Work to do
Write out the listing from its start up to and including the line with "point(84, 37)", substituting "image" for every "photo" and keeping everything else unchanged. Omit the pictures.

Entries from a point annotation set
_ _ _
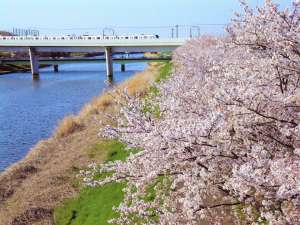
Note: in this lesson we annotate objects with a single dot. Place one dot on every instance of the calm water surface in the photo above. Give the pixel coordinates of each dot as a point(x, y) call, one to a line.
point(29, 109)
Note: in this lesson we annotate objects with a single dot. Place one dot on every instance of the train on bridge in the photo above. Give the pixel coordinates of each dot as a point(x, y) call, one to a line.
point(84, 37)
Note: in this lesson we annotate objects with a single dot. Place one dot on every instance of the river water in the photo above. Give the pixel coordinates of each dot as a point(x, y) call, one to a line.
point(30, 109)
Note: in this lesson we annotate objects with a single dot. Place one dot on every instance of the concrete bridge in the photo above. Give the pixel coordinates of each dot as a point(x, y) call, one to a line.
point(107, 46)
point(68, 60)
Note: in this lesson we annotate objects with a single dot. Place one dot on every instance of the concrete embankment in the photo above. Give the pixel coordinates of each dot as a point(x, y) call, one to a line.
point(31, 188)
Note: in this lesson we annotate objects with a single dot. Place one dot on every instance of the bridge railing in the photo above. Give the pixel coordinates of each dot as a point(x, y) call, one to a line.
point(83, 58)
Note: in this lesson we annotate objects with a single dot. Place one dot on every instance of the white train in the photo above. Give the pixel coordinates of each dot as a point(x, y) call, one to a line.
point(86, 37)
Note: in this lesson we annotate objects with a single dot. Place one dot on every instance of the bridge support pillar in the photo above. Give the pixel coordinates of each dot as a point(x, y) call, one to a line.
point(122, 67)
point(34, 61)
point(109, 61)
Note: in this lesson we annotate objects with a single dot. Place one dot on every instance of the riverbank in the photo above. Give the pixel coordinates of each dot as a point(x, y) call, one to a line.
point(11, 68)
point(31, 188)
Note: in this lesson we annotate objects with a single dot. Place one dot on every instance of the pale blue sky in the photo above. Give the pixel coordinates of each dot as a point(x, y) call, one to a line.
point(76, 16)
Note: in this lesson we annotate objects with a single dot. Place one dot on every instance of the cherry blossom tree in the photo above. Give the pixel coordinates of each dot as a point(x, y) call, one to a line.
point(227, 134)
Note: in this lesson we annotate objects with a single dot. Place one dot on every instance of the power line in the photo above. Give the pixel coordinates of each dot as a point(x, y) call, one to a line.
point(161, 27)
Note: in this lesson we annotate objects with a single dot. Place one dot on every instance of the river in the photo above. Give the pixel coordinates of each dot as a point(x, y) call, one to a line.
point(30, 109)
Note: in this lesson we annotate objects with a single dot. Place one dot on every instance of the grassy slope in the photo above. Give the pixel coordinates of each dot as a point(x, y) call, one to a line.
point(94, 205)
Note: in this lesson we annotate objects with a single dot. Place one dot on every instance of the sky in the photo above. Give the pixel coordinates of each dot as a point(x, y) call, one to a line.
point(93, 17)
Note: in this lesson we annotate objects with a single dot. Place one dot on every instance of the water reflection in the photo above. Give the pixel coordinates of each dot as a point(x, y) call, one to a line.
point(36, 77)
point(31, 105)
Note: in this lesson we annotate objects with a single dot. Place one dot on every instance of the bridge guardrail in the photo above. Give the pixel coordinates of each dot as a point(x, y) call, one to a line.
point(82, 58)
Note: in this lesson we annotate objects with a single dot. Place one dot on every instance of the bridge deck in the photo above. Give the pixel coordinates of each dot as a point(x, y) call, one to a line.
point(94, 45)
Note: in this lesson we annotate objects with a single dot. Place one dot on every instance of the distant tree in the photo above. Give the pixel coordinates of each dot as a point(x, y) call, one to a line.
point(228, 128)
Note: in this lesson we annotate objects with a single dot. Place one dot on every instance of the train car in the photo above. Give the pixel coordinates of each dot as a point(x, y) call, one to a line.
point(83, 37)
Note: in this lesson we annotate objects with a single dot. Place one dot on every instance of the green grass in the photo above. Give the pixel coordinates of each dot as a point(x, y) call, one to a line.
point(94, 205)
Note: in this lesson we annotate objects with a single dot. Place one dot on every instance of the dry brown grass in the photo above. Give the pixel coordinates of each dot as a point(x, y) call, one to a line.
point(31, 188)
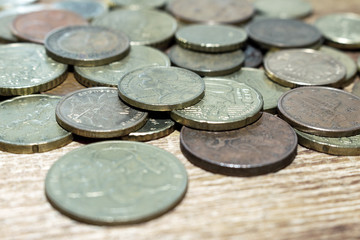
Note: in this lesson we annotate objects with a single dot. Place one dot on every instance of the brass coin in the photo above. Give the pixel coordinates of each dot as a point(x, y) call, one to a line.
point(116, 182)
point(207, 64)
point(86, 45)
point(161, 88)
point(26, 69)
point(322, 111)
point(98, 113)
point(226, 105)
point(304, 67)
point(109, 75)
point(265, 146)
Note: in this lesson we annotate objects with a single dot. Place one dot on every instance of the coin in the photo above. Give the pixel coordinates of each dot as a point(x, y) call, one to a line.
point(109, 75)
point(265, 146)
point(211, 38)
point(25, 69)
point(283, 33)
point(161, 88)
point(321, 111)
point(304, 67)
point(342, 30)
point(116, 182)
point(86, 45)
point(34, 26)
point(212, 11)
point(257, 79)
point(143, 26)
point(207, 64)
point(98, 113)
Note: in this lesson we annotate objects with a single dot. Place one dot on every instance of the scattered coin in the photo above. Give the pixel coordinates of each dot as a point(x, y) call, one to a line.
point(116, 182)
point(98, 113)
point(265, 146)
point(322, 111)
point(304, 67)
point(161, 88)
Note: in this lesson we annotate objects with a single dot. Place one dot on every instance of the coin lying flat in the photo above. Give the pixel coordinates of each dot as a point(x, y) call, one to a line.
point(98, 113)
point(28, 125)
point(266, 146)
point(161, 88)
point(25, 69)
point(304, 67)
point(86, 45)
point(226, 105)
point(116, 182)
point(321, 111)
point(110, 74)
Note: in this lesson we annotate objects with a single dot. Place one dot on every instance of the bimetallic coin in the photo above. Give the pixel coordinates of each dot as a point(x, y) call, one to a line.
point(304, 67)
point(98, 113)
point(28, 125)
point(265, 146)
point(207, 64)
point(109, 75)
point(25, 68)
point(226, 105)
point(116, 182)
point(321, 111)
point(86, 45)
_ _ _
Worked answer
Note: in this lesson we annotate objects with a single dot. Place one dot on every instance of the calm water surface in the image above. Give the pixel coordinates of each dot as a point(x, y) call, one to a line.
point(29, 109)
Note: in this lesson we annotate objects with a single dot. Place one dot on every instance of the train on bridge in the image above. Give the pixel coordinates of each dot as a point(x, y) call, one to a line.
point(84, 37)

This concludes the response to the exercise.